• EXERCISE INSTRUCTIONS:
This exercise calls for an exact transcription. Set down every record below.

• RAW DATA:
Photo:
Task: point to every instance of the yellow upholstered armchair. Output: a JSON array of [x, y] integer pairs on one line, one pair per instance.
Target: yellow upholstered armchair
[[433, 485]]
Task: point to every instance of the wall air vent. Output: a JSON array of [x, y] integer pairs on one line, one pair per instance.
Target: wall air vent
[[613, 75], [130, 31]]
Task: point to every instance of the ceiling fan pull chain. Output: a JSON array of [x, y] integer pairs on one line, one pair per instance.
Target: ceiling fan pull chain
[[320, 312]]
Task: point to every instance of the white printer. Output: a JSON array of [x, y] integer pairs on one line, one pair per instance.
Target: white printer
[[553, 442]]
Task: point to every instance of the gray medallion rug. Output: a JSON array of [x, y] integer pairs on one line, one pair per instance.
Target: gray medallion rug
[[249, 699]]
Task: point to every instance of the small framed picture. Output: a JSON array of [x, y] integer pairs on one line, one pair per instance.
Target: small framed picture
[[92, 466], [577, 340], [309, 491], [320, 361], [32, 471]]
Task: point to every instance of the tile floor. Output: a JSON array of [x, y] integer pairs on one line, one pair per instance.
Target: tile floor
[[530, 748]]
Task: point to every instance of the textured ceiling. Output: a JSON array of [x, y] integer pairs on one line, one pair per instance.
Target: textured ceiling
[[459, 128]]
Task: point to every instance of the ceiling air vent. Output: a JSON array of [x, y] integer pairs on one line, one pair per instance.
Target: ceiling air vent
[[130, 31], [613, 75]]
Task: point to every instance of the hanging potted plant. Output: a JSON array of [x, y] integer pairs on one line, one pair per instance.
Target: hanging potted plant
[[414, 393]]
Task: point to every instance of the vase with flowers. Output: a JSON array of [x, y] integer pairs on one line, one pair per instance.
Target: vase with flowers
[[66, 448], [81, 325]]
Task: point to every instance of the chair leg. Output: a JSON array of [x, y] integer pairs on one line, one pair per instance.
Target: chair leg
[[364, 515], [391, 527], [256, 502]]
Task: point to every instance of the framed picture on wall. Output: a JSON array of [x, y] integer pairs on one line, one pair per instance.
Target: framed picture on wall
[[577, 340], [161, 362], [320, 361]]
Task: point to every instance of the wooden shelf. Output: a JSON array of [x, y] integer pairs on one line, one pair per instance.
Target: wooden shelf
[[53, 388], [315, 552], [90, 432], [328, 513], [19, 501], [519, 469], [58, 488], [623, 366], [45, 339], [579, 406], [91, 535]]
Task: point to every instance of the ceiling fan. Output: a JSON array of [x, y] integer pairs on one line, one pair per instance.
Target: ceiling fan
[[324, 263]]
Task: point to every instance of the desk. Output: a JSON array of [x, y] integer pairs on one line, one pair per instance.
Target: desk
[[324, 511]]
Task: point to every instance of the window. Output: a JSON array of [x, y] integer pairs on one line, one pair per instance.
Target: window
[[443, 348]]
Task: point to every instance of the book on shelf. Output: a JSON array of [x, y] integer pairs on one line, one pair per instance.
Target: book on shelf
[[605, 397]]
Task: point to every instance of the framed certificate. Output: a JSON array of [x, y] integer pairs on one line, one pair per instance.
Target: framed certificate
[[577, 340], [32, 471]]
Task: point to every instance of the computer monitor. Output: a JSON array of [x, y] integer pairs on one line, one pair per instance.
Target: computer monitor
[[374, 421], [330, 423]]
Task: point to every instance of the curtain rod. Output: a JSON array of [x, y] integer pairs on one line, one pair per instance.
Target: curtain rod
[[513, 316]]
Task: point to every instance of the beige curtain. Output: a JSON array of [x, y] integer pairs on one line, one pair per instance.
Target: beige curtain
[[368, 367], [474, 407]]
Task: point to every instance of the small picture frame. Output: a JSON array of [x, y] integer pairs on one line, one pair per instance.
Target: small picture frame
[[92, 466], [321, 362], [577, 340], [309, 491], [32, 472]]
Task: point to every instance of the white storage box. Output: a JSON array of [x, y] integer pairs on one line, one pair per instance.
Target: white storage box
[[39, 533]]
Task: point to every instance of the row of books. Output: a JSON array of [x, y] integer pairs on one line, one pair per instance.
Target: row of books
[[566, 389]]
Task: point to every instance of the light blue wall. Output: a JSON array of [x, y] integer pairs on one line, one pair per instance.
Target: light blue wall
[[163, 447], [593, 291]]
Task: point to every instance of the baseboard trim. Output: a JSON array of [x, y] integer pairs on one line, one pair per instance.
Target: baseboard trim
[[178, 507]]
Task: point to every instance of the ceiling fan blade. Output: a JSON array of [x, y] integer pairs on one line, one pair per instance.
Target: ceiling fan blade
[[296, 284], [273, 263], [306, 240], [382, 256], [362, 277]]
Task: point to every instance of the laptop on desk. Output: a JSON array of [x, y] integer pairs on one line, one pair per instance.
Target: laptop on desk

• RESULT FOR THIS EXERCISE:
Photo:
Task: point to every instance of the yellow upholstered armchair. Output: a JSON array of [x, y] integer pairs on one line, one pair per instance.
Target: yellow upholstered armchair
[[433, 485]]
Task: point to every instance of the wall air vent. Output: a JSON array of [x, y] integer pairs on one line, one pair per instance.
Target: wall air vent
[[613, 75], [130, 31]]
Task: point to every instance of the ceiling fan pull chain. Output: a JSON array of [x, y] integer pairs on one line, one pair per instance.
Target: ceiling fan pull chain
[[320, 312]]
Task: point to every instance of the white printer. Output: a JSON array of [x, y] integer pairs on one line, one pair per instance.
Target: white printer
[[553, 442]]
Task: point to every instance of the gray medallion rug. Output: a JSON array of [x, y] integer pairs on one line, one pair per instance.
Target: gray medallion rug
[[249, 699]]
Task: point to every instance of the small framed picture. Output: a JSON array of [x, y] integer pairs on one line, one pair per instance.
Target: small framed picture
[[92, 466], [577, 340], [309, 491], [320, 361], [32, 471]]
Task: point to every instance of the tile floor. Output: a JSON array of [x, y] integer pairs on one line, one pair per instance.
Target: tile floor
[[530, 748]]
Task: point to every instance of the textured ceiling. Output: a JSON array of [x, y] integer pairs on one line, one pair per instance.
Target: textured ceiling
[[459, 128]]
Task: point to every instance of the ceiling air vent. Output: a JSON array of [x, y] integer pairs on one line, one pair per instance.
Target: ceiling air vent
[[130, 31], [613, 75]]
Task: point to every instance of the hanging potted plant. Output: a JSON array of [x, y] integer pairs on one line, one pair per instance.
Target: hanging potted plant
[[414, 393]]
Task: point to every instance of the vase with flowers. Output: a JSON array of [x, y] integer pairs on one line, one pair per instance.
Target: vase with flowers
[[66, 448], [81, 325]]
Task: point to every instance of the chair leg. Output: a JSON array of [x, y] integer pairs on one line, one pair per instance.
Target: chair leg
[[364, 515], [391, 527], [256, 502]]
Task: point to every instance of the framed picture on wall. Output: a JSON array of [x, y] integer pairs on one line, one pair per instance.
Target: framed picture on wall
[[577, 340], [161, 362], [320, 361]]
Task: point to every instance of the wooden shelf. Output: a JSON array of [x, y] integer pairs on one line, one pair per instance.
Target: wooden shelf
[[53, 388], [315, 552], [90, 432], [328, 513], [19, 501], [519, 469], [58, 488], [623, 366], [45, 339], [579, 406], [91, 535]]
Task: point to every instance of the ceiling fan. Output: a JSON array of [x, y] integer pairs on one line, one pair per instance.
Target: ceiling fan
[[324, 263]]
Task: point to every instance of the desk. Output: a JSON array of [x, y] integer pairs on one line, one pair per instance.
Target: desk
[[324, 511]]
Task: point to every instance of the window. Output: a JSON array of [x, y] integer pairs on one line, one pair per instance.
Target: window
[[443, 348]]
Task: point to every instance of the book on shelf. Output: a JSON array of [x, y] integer pairs on one line, one pair per instance.
Target: book on shelf
[[605, 397]]
Task: point to every instance of the framed certificate. Output: a JSON array of [x, y] integer pairs on one line, one pair per instance.
Target: framed certificate
[[577, 340], [32, 471]]
Task: point to every instance of the computer monitor. Output: a JSON array of [x, y] integer pairs on one line, one pair per instance.
Target: computer monitor
[[374, 421], [330, 423]]
Task: point to every instance of the curtain rod. Output: a JSON array of [x, y] integer pairs on one line, one pair per instance.
Target: curtain rod
[[513, 316]]
Task: point to every instance of the beige curtain. Output: a JSON array of [x, y] integer pairs on one line, one pair per instance.
Target: beige curtain
[[368, 367], [474, 407]]
Task: point to every instance of the small picture frame. Output: a JSON array of [x, y] integer pairs on one line, one pair per instance.
Target: small picture frame
[[92, 466], [321, 362], [577, 340], [309, 491], [32, 472]]
Task: point to every instance of the white storage box. Output: a JSON array of [x, y] integer pairs on one line, one pair per instance.
Target: white storage box
[[39, 533]]
Task: point to every instance of the row of books. Output: a JSON array of [x, y] integer pairs on one line, one pair per instance.
Target: row of books
[[566, 389]]
Task: point to every instance of the light blue wall. Output: a JSON array of [x, y] integer pairs on one line, one pair per instance.
Target: light blue wall
[[163, 447], [593, 291]]
Task: point to every instance of the baseboard trim. Output: a JSON array of [x, y] integer pairs on one line, one pair per instance.
Target: baseboard trim
[[178, 507]]
Task: point to every instance of the ceiling fan blade. Output: a JSON array of [x, y] integer pairs on one line, one pair per instance.
Target: ceiling fan blade
[[296, 284], [273, 263], [306, 240], [382, 256], [362, 277]]
Task: point to every instance of the laptop on desk. Output: a JSON array of [x, y] integer pairs on one line, one pair per instance.
Target: laptop on desk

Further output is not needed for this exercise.